La plenaria tenutasi ieri in Vaticano si è svolta con “cordialità” e ha programmato nuovi incontri in gennaio e a maggio 2010. Le delegazioni guidate da mons. Balestrero e Daniel Ayalon. Ottimismo di p. Jaeger: La lentezza è dovuta alla complessità della materia. Ma non c’è vuoto normativo: l’impegno delle Parti di negoziare il nuovo trattato è ‘senza pregiudizio’ dei diritti esistenti.

Nella Chiesa in Israele non c’è stata quasi nessuna sorpresa nel constatare che anche la Plenaria della Commissione bilaterale permanente di lavoro tra la Santa Sede e lo Stato di Israele, tenutasi ieri, 10 dicembre in Vaticano, si è conclusa senza l’annuncio di aver raggiunto l’Accordo sul regime tributario della Chiesa e su questioni di proprietà ecclesiastiche: un accordo che è oggetto di negoziato ormai da più di dieci anni.

--

- _Obiettivo A_
Trascrivi dal brano selezionato il passo compreso tra "Nella Chiesa in" e "di dieci anni.", estremi inclusi.
- _Obiettivo B_
Elenca tutte le persone nominate nel brano sui negoziati tra Santa Sede e Israele.
Le voci riportate di seguito provengono da una fonte diversa dal brano.

Voci estratte da una raccolta
--

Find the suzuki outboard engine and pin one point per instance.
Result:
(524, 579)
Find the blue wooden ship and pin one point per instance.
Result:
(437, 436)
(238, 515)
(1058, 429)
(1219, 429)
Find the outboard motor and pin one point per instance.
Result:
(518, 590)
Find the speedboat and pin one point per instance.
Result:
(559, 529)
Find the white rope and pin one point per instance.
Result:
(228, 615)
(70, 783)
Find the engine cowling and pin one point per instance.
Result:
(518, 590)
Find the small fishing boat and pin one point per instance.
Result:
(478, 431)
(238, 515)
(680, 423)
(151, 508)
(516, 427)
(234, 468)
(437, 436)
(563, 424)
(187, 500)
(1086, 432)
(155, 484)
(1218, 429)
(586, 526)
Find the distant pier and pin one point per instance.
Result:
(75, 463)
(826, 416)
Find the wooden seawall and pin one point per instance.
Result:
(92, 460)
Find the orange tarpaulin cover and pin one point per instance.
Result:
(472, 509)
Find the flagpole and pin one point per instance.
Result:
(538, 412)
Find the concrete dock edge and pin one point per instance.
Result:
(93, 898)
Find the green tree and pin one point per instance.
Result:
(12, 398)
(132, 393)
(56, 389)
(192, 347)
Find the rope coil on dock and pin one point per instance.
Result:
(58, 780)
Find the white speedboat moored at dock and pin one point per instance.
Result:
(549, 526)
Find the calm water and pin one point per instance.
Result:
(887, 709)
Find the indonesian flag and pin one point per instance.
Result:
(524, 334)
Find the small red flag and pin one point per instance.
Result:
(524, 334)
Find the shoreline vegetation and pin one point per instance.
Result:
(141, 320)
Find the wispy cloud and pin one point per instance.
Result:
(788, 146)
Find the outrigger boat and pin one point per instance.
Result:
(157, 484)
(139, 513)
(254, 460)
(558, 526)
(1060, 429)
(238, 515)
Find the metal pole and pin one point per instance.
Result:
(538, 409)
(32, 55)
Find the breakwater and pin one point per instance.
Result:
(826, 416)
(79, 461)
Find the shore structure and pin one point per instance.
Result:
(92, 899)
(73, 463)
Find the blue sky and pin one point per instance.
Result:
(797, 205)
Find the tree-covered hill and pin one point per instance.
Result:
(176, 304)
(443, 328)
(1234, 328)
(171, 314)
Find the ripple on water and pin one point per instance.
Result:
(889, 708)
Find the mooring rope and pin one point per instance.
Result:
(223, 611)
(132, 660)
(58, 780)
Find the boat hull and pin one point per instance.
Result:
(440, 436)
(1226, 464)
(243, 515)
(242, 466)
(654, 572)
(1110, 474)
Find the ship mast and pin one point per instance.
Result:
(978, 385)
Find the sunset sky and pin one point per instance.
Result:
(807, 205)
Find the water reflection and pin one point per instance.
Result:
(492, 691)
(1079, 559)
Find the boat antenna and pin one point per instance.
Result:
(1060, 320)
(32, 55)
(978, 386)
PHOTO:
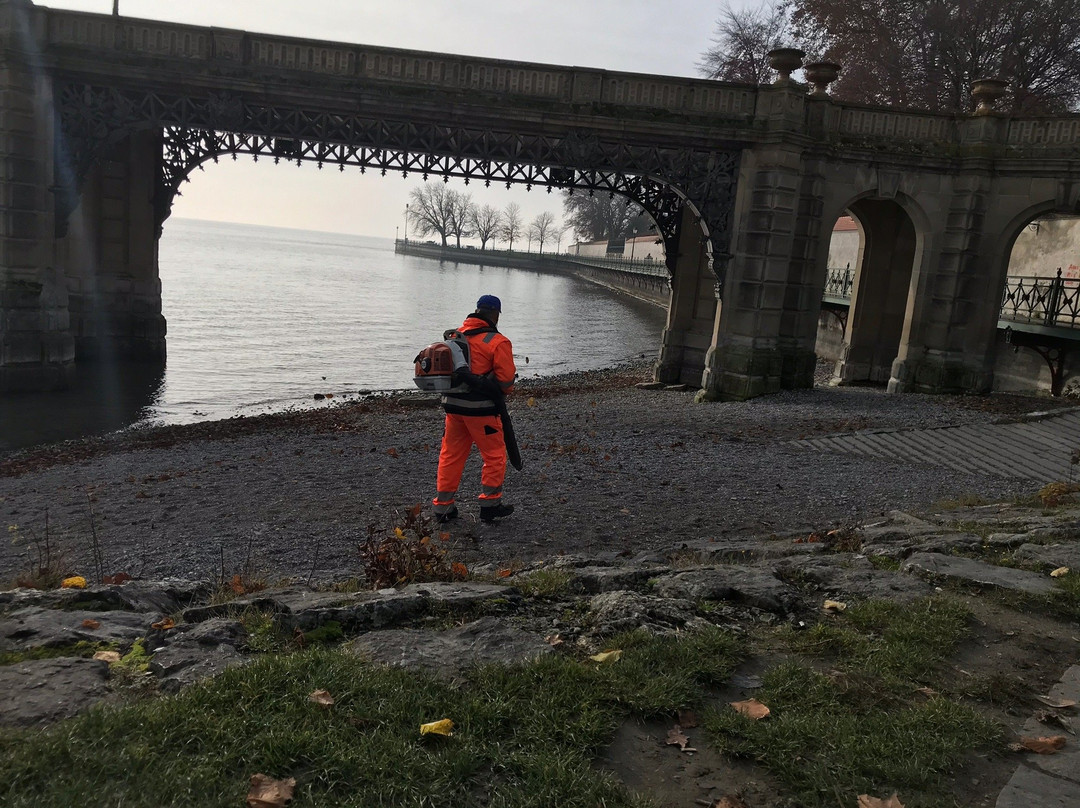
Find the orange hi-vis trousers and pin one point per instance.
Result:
(461, 432)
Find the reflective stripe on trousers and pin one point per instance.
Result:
(460, 433)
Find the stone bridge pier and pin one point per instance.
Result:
(102, 118)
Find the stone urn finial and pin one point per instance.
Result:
(785, 61)
(986, 93)
(821, 75)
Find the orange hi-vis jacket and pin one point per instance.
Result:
(489, 354)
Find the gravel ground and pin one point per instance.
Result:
(608, 469)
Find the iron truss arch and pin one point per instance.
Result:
(199, 129)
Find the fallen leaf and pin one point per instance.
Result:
(269, 793)
(729, 802)
(677, 738)
(687, 719)
(1044, 745)
(753, 709)
(1056, 703)
(322, 698)
(867, 802)
(612, 656)
(444, 727)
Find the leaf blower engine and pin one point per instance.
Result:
(443, 367)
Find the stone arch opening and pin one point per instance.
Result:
(880, 293)
(1039, 317)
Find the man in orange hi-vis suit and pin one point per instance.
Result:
(472, 418)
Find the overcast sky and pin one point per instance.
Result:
(643, 36)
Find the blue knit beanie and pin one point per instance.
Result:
(489, 301)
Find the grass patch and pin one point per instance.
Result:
(524, 736)
(863, 727)
(543, 582)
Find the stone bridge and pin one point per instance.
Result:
(102, 119)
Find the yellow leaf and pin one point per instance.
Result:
(612, 656)
(269, 793)
(322, 698)
(753, 709)
(867, 802)
(444, 727)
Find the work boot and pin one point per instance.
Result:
(442, 519)
(495, 512)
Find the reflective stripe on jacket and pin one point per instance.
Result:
(489, 354)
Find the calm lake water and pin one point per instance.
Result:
(260, 319)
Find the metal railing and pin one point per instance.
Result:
(1048, 301)
(839, 282)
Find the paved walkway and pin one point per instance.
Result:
(1037, 448)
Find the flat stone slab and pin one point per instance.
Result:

--

- _Risposta corretta A_
Nella Chiesa in Israele non c’è stata quasi nessuna sorpresa nel constatare che anche la Plenaria della Commissione bilaterale permanente di lavoro tra la Santa Sede e lo Stato di Israele, tenutasi ieri, 10 dicembre in Vaticano, si è conclusa senza l’annuncio di aver raggiunto l’Accordo sul regime tributario della Chiesa e su questioni di proprietà ecclesiastiche: un accordo che è oggetto di negoziato ormai da più di dieci anni.

- _Risposta corretta B_
- mons. Balestrero
- Daniel Ayalon
- p. Jaeger